Set exercise »
Copy out unchanged the rows below, from the row that contains "This trail-cam photo was taken at dusk. Identify red balloon" through the row that contains "[794,506,875,748]", including both of those rows. Output nothing else.

Material for this task »

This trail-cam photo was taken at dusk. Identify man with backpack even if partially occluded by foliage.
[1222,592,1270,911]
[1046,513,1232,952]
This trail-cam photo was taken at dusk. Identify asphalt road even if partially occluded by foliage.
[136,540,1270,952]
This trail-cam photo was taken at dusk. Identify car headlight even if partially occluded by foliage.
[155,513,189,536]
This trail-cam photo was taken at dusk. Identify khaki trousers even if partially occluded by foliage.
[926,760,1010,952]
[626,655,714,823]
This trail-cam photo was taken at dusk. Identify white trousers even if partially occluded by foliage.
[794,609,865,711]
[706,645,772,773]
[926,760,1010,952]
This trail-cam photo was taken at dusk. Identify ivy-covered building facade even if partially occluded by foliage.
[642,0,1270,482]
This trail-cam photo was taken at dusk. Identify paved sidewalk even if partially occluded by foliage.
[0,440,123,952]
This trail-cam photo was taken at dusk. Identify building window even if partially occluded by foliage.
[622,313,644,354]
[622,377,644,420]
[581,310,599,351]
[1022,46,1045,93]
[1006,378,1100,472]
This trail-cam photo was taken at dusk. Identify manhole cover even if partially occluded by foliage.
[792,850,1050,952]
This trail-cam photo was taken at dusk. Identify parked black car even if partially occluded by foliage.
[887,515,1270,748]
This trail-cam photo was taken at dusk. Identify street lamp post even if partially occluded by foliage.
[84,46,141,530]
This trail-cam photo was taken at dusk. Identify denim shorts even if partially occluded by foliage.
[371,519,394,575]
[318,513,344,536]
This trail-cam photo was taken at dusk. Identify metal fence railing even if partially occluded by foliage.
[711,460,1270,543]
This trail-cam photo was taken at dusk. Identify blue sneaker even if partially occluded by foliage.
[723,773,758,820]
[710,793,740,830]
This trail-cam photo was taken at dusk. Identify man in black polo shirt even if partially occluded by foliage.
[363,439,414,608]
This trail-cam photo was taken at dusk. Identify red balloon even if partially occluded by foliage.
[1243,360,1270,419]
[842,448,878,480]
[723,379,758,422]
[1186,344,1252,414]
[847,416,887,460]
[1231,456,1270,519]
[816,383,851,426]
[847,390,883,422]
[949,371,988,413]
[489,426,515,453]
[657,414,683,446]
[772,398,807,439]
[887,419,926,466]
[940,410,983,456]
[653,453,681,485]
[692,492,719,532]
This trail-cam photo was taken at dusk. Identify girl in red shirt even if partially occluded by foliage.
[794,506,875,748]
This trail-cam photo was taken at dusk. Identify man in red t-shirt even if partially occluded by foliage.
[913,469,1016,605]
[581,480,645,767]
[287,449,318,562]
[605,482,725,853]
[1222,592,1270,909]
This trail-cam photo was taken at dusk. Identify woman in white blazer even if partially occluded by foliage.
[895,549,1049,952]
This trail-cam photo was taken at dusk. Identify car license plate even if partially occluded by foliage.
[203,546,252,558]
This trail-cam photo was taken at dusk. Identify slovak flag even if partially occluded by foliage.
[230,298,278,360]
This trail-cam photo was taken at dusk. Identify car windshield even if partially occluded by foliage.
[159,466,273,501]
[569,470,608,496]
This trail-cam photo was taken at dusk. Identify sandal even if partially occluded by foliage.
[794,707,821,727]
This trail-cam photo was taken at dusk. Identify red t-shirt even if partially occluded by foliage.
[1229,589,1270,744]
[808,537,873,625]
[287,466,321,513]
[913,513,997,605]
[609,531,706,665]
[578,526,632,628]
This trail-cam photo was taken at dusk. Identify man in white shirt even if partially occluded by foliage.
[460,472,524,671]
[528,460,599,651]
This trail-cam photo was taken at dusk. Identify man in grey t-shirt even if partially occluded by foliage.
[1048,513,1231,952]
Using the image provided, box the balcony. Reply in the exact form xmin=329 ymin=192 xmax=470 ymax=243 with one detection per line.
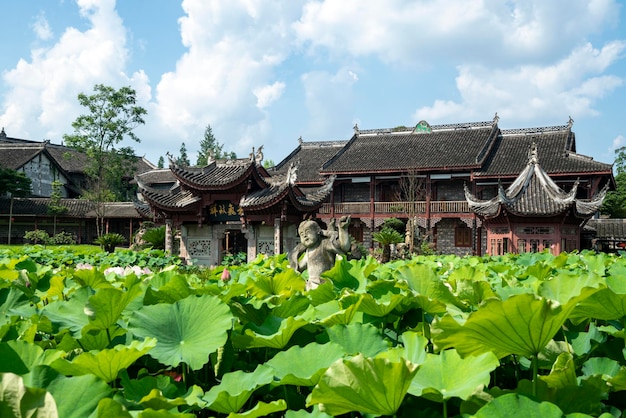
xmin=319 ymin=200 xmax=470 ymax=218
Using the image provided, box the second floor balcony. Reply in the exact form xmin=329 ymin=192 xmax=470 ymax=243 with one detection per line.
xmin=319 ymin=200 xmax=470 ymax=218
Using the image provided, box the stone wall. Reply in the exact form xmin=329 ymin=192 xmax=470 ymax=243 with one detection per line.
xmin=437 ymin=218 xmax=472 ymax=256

...

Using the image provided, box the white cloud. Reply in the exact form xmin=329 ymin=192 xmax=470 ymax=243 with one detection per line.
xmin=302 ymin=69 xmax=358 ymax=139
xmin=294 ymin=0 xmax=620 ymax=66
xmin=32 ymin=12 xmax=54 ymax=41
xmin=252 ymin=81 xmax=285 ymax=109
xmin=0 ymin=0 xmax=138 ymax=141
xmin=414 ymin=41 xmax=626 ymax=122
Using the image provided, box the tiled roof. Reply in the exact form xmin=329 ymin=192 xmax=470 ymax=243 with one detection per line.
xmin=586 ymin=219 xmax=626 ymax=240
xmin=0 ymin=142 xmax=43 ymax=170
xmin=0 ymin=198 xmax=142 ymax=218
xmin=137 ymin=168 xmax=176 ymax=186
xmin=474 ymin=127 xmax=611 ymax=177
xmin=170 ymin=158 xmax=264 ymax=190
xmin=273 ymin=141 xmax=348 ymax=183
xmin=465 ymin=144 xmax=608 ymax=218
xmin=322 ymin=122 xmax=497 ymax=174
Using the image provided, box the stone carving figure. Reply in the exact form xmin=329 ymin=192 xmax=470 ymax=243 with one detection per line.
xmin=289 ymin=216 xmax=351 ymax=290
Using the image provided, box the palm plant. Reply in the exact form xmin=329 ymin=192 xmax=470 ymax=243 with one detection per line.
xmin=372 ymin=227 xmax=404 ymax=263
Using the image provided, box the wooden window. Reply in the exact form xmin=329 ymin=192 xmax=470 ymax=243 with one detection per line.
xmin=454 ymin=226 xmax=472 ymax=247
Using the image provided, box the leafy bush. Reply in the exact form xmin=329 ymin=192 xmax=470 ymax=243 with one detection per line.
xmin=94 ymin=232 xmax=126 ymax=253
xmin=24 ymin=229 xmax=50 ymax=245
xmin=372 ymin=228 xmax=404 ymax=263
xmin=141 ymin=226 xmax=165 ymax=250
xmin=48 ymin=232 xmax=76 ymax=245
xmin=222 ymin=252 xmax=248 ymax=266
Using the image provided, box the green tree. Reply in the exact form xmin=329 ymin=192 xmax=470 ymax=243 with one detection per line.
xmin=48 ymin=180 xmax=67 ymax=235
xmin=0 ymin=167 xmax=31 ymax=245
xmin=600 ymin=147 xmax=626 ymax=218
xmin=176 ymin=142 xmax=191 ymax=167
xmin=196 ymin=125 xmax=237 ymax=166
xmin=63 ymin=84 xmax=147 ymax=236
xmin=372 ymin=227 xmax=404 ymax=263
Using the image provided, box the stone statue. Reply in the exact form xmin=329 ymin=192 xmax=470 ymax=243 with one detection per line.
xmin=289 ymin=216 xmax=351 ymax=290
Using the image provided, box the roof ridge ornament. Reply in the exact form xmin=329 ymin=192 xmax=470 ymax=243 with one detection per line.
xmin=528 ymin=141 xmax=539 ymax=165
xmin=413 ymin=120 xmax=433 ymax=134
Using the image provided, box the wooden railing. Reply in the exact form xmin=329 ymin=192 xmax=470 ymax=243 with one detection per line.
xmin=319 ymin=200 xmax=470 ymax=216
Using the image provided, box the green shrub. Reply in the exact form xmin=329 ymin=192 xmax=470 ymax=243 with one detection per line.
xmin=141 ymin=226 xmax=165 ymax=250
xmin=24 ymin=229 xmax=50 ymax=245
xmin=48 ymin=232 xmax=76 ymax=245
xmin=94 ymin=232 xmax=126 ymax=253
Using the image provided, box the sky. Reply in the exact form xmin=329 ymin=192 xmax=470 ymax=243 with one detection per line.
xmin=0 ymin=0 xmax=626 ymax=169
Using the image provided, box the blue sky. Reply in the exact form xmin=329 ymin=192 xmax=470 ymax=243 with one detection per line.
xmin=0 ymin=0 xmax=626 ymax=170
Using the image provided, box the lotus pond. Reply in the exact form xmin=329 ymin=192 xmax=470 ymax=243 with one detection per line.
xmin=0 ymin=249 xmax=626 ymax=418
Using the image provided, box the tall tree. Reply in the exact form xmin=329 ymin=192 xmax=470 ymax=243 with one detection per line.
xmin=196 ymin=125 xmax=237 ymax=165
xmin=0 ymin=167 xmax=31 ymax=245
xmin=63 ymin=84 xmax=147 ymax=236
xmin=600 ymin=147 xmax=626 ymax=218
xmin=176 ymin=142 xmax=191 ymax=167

Response to this exercise »
This trail-cam photo was taken at dusk. Identify red balloon even if partially occluded by foliage.
[1243,360,1270,419]
[842,448,878,480]
[723,379,758,422]
[1186,344,1252,414]
[847,416,887,460]
[1231,456,1270,519]
[816,383,851,426]
[847,390,883,422]
[949,371,988,413]
[489,426,515,453]
[657,414,683,446]
[772,398,807,439]
[887,419,926,466]
[940,410,983,456]
[653,453,681,485]
[692,492,719,532]
This trail-cam photo was taken at dusk. Identify girl in red shirt even if partially occluded by foliage.
[794,506,875,748]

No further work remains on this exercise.